- _Required work_
Search the listing for the string "collar" and copy every line that contains it.

- _Data under study_
--------

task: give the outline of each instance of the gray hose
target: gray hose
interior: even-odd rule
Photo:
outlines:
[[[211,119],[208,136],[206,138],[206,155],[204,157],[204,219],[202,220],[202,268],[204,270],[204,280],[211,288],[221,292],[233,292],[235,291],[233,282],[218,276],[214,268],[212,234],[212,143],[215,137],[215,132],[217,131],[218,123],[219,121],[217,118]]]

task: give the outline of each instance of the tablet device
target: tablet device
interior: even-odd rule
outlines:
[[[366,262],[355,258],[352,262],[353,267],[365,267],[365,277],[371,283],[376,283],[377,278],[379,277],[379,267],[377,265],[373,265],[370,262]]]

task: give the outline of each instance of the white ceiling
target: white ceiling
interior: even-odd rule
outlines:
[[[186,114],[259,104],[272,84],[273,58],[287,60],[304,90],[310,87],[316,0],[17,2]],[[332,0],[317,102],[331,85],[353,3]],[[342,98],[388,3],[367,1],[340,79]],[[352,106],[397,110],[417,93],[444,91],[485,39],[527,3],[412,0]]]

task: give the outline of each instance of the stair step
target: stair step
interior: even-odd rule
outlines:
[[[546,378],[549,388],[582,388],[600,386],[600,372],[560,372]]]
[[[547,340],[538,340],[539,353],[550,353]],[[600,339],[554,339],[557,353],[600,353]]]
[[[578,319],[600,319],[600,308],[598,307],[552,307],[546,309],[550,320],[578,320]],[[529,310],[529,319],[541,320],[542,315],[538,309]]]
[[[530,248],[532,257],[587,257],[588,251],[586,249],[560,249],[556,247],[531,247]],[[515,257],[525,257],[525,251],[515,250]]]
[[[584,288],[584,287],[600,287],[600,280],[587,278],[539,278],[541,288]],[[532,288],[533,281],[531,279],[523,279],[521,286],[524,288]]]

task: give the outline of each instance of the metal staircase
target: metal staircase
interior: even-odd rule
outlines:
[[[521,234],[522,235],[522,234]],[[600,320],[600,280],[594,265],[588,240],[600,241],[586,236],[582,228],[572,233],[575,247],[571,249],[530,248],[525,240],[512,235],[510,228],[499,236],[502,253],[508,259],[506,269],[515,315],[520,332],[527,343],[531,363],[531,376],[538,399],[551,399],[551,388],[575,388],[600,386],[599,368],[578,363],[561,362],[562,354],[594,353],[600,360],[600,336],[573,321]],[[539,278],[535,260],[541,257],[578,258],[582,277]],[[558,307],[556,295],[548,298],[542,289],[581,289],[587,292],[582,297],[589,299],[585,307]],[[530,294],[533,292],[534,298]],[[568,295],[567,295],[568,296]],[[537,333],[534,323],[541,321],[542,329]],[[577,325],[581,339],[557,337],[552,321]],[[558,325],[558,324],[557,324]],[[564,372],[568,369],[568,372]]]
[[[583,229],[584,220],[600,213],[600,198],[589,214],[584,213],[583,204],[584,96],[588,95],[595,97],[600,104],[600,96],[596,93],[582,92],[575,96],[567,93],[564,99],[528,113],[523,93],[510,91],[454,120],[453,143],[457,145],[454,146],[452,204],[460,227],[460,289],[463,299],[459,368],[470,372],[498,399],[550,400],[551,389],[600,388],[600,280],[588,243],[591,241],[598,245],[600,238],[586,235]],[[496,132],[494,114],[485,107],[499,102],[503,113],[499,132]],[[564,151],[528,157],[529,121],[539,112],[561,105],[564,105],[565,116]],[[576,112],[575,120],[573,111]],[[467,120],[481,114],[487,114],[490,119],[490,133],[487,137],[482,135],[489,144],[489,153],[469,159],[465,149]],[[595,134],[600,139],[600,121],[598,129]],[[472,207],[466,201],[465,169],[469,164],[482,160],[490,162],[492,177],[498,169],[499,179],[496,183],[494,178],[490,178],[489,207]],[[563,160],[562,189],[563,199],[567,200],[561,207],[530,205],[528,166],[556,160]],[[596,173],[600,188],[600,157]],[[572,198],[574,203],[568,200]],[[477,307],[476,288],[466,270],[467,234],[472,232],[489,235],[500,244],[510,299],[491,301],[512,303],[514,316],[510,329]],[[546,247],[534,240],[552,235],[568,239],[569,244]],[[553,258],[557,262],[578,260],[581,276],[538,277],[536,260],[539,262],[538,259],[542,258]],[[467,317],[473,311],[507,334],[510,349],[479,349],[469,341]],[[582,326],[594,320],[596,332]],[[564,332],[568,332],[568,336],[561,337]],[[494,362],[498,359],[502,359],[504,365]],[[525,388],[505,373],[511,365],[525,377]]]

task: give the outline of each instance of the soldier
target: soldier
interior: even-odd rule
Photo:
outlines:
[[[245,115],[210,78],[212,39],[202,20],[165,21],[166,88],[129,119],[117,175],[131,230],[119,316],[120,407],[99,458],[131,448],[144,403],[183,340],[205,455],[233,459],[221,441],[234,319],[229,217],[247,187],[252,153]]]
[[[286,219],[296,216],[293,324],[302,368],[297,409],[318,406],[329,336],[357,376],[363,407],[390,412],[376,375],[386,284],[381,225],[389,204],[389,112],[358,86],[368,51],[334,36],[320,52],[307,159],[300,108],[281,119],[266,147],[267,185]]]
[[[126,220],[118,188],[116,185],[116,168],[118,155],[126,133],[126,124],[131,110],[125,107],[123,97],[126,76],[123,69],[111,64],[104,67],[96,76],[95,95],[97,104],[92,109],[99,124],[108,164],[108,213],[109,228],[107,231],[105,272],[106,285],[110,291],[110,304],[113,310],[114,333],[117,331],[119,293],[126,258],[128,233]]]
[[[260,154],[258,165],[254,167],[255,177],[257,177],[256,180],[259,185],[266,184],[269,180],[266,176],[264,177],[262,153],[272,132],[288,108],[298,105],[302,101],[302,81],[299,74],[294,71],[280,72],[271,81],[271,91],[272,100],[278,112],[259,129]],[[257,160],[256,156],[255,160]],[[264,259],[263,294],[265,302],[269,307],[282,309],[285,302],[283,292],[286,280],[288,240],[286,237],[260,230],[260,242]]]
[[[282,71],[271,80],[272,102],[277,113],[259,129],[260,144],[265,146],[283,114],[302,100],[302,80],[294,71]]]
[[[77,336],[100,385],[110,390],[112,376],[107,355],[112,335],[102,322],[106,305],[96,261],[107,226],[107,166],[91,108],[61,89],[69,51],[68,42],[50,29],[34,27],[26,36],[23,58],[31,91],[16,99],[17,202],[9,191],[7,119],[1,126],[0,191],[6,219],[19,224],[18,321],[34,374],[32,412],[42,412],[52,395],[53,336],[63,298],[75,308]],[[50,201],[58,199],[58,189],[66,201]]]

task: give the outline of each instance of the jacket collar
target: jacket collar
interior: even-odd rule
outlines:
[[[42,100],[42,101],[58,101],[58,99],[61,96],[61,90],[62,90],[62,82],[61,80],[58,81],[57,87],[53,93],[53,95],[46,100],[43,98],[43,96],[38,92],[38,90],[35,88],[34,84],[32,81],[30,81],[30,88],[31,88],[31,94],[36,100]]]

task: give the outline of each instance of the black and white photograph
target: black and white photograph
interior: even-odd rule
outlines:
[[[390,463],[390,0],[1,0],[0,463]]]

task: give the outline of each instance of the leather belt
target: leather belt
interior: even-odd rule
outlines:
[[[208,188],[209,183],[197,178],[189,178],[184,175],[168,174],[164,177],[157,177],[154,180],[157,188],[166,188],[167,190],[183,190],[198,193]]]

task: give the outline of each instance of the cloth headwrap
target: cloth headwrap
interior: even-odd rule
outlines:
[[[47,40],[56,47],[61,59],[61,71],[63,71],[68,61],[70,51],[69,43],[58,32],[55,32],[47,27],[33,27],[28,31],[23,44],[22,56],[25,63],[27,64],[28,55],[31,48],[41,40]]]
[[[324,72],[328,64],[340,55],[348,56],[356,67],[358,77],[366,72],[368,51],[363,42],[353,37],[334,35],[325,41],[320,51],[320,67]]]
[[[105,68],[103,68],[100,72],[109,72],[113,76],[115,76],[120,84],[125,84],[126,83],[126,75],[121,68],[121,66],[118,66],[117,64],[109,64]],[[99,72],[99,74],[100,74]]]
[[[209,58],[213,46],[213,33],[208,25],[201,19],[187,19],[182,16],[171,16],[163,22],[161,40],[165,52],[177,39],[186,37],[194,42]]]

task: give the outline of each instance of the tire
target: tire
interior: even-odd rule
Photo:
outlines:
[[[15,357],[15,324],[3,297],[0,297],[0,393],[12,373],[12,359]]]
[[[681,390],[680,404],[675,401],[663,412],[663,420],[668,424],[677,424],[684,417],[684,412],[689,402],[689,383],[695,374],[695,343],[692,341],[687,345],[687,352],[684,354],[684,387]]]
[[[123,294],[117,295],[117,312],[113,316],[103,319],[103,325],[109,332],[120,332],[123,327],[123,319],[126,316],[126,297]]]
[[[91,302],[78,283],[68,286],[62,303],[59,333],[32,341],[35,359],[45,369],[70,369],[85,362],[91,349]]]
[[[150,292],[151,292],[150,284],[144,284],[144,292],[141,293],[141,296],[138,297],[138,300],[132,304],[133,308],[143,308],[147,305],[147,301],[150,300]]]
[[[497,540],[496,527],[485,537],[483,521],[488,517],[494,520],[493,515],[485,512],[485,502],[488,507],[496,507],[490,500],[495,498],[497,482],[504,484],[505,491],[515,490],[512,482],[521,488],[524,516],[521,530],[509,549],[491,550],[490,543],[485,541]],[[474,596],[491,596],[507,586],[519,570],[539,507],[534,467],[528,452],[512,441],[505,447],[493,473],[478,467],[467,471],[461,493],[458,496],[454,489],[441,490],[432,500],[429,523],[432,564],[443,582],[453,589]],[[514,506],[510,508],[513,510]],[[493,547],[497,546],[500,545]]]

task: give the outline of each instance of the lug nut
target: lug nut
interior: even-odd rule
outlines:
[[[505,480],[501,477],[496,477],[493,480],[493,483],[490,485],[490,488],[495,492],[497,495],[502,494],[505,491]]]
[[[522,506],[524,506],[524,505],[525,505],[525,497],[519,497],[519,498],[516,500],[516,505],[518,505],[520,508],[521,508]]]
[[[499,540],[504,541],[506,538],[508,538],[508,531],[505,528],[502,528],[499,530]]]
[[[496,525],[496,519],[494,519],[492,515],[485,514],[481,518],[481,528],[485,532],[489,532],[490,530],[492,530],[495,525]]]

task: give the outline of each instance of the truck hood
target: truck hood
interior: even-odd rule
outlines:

--------

- _Exercise result_
task: give the outline of each instance of the jacket collar
target: jacket collar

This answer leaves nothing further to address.